#### [WORK TO DO]
Rewrite the records below as a numbered list, omitting any blank lines.

━━━━━━

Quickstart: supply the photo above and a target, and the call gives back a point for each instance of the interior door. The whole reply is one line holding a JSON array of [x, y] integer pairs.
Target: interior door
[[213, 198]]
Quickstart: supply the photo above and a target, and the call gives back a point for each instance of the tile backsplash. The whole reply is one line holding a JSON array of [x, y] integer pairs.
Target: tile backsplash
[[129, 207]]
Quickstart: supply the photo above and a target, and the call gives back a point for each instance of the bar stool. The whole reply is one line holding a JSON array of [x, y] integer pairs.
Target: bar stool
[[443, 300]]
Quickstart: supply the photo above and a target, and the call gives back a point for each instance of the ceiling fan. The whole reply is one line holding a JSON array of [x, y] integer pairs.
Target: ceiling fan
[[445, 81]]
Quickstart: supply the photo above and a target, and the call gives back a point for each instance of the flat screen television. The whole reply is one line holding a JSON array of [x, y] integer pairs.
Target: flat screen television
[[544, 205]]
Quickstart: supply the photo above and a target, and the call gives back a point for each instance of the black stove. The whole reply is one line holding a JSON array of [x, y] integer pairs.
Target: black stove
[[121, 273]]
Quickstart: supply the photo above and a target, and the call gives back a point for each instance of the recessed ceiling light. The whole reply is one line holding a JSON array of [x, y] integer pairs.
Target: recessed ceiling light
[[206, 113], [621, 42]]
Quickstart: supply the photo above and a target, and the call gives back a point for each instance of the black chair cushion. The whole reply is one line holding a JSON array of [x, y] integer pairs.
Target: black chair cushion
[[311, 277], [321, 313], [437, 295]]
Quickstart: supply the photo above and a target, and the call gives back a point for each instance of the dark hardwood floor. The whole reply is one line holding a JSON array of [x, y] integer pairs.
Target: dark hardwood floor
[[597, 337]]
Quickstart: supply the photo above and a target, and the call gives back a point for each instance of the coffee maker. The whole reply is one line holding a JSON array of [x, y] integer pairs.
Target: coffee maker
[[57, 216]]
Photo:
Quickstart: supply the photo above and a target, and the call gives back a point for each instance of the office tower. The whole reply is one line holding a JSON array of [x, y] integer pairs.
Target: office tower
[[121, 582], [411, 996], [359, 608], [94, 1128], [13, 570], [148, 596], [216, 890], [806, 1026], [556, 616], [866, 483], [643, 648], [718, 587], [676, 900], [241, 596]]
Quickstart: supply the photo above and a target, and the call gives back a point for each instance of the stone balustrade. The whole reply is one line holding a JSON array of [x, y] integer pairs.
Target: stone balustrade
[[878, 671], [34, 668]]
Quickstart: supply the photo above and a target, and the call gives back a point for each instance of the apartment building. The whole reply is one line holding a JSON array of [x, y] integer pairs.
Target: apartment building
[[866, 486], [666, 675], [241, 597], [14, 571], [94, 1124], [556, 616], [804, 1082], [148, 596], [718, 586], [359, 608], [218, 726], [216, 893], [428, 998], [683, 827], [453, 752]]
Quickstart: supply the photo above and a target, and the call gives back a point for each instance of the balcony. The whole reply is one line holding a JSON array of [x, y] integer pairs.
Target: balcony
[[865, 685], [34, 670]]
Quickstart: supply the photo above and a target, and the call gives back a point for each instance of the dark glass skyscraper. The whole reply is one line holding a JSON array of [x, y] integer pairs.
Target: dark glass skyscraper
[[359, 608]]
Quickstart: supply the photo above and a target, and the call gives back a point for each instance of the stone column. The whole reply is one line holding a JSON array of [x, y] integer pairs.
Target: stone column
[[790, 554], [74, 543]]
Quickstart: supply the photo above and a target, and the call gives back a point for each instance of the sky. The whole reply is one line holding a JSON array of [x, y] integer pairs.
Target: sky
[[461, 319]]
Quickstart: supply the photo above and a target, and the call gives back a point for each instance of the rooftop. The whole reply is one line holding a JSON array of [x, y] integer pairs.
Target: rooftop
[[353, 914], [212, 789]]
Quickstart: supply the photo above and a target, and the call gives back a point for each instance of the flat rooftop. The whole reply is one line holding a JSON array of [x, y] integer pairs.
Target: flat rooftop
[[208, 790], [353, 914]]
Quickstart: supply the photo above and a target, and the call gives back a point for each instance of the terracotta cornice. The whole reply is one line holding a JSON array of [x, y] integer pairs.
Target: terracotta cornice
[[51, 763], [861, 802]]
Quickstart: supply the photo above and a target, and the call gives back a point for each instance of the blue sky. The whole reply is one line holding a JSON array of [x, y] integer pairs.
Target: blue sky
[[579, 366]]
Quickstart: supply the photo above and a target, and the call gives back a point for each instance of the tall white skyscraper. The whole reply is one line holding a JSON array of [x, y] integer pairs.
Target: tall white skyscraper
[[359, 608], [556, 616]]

━━━━━━

#### [OUTPUT OF THE TASK]
1. Quickstart: supply the photo above and a target, and the call gives back a point for each instance of the interior door. The whole reply is one line holding a JSON array of [x, y] integer pairs.
2. Target: interior door
3. [[213, 198]]
4. Quickstart: supply the photo above and a target, and the call gives back a point for each instance of the tile backsplash. The whole reply is one line holding a JSON array of [x, y] integer pairs.
5. Target: tile backsplash
6. [[129, 207]]
7. Quickstart: supply the photo above and a target, and the call gives back a point for each instance of the bar stool. The whole reply is one line holding a JSON array of [x, y] integer pairs.
8. Target: bar stool
9. [[443, 300]]
10. Quickstart: supply the photo above and a target, and the call gives back a point for each instance of the ceiling fan. The whole reply is one line holding a JSON array of [x, y] integer pairs.
11. Target: ceiling fan
12. [[445, 81]]
13. Quickstart: supply the photo above and a target, and the call gives back a point for each instance of the flat screen television. The whole reply is one line holding a JSON array of [x, y] integer pairs.
14. Target: flat screen television
15. [[544, 205]]
16. Quickstart: supply the photo above and a target, and the call gives back a point for each instance of the black stove. The whole reply is one line holding a JSON array of [x, y] integer pairs.
17. Target: black stove
18. [[121, 273]]
19. Quickstart: supply the photo above and a target, and the call gives back a point for each instance of the recessed ceiling light. The whole reply is one line holding a JSON array of [x, y] integer pairs.
20. Target: recessed ceiling light
21. [[206, 113], [621, 42]]
22. Quickstart: supply the photo above and a target, and the call gives back a point for each instance of the black chair cushion. The whole reply is one line holding a JSON array of [x, y] integer pairs.
23. Target: black chair cushion
24. [[311, 277], [321, 313], [437, 295]]
25. Quickstart: supply the photo above and a target, and the call gives back a point for each instance of the dark hardwood floor. The whole reply is one line holding a JSON array of [x, y] integer pairs.
26. Target: dark hardwood floor
27. [[597, 337]]
28. Quickstart: supply the photo above and a target, and the call gives back a point for each instance of the coffee maker. The whole reply is one line holding a JSON array of [x, y] integer pairs.
29. Target: coffee maker
30. [[57, 216]]
31. Photo:
32. Quickstart: supply the photo above and a target, and the call gives back a point for each instance of the office tower. The whole reply is one line holding a JSON array of [x, y] integer pairs.
33. Target: office tower
34. [[121, 582], [411, 996], [359, 608], [94, 1128], [13, 570], [148, 596], [216, 890], [806, 1026], [556, 616], [866, 483], [643, 648], [718, 587], [676, 900], [241, 596]]
35. Quickstart: supply the photo above and a target, and the call gives back a point for each instance of the stone balustrade. The whole reply is one line holding a JSON array of [x, y] integer pairs.
36. Target: stone balustrade
37. [[878, 671], [34, 668]]
38. Quickstart: supply the photo above and a target, and the call gives back a point for each instance of the apartment building. The whole reply is one line holding a JSON array of [x, y] integer pairs.
39. Target: apartment building
40. [[866, 486], [666, 675], [241, 597], [14, 571], [94, 1124], [556, 616], [804, 1082], [148, 596], [718, 586], [359, 608], [218, 726], [216, 893], [428, 998], [683, 827], [453, 752]]
41. Quickstart: supply the photo above and a target, and the call gives back a point for each instance of the balcony. The whole reply is one line holding a JSON array of [x, y] integer pairs.
42. Target: balcony
43. [[865, 685], [34, 670]]
44. Quickstart: supply the photo above and a target, and the call gives back a point for each instance of the dark glass skyscraper. The whole reply is one line holding a JSON array of [x, y] integer pairs.
45. Target: dark glass skyscraper
46. [[359, 608]]
47. Quickstart: supply the photo above and a target, and the call gives back a point for each instance of the stone column. The whole reply is one line holding a JSON array of [x, y] integer pairs.
48. Target: stone column
49. [[790, 554], [74, 543]]
50. Quickstart: supply the photo above and a target, and the call gives back a point for each instance of the sky. The whole reply is one line holding a JSON array of [x, y] integer pairs.
51. Target: sky
52. [[461, 319]]
53. Quickstart: supply the photo above and a target, and the call gives back a point for each instance of the rooftop. The whole reply is one line holding a JSON array of [x, y] integer pairs.
54. Target: rooftop
55. [[353, 914], [212, 789]]
56. Quickstart: supply the photo above and a target, and the call gives back a point for each instance of the flat rooftop. The whole reply is one line holding a JSON array of [x, y] integer pairs.
57. Target: flat rooftop
58. [[208, 790], [353, 914]]
59. Quickstart: supply the photo above and a target, and the call gives back a point for each instance of the terracotta cornice. The whole reply is one line holding a JSON array of [x, y] integer pairs.
60. Target: terracotta cornice
61. [[51, 763], [861, 802]]
62. Quickstart: supply the photo above and a target, and the call gives back a point for each instance of the blue sky. The whole reply is one line holding a JSON array of [x, y] integer pairs.
63. Target: blue sky
64. [[579, 366]]
65. Quickstart: supply the photo above and a target, and the call gives back a point for each instance of the tall white skyscraper. The whole reply is one line holding a JSON array of [x, y] integer pairs.
66. Target: tall white skyscraper
67. [[359, 608], [556, 616]]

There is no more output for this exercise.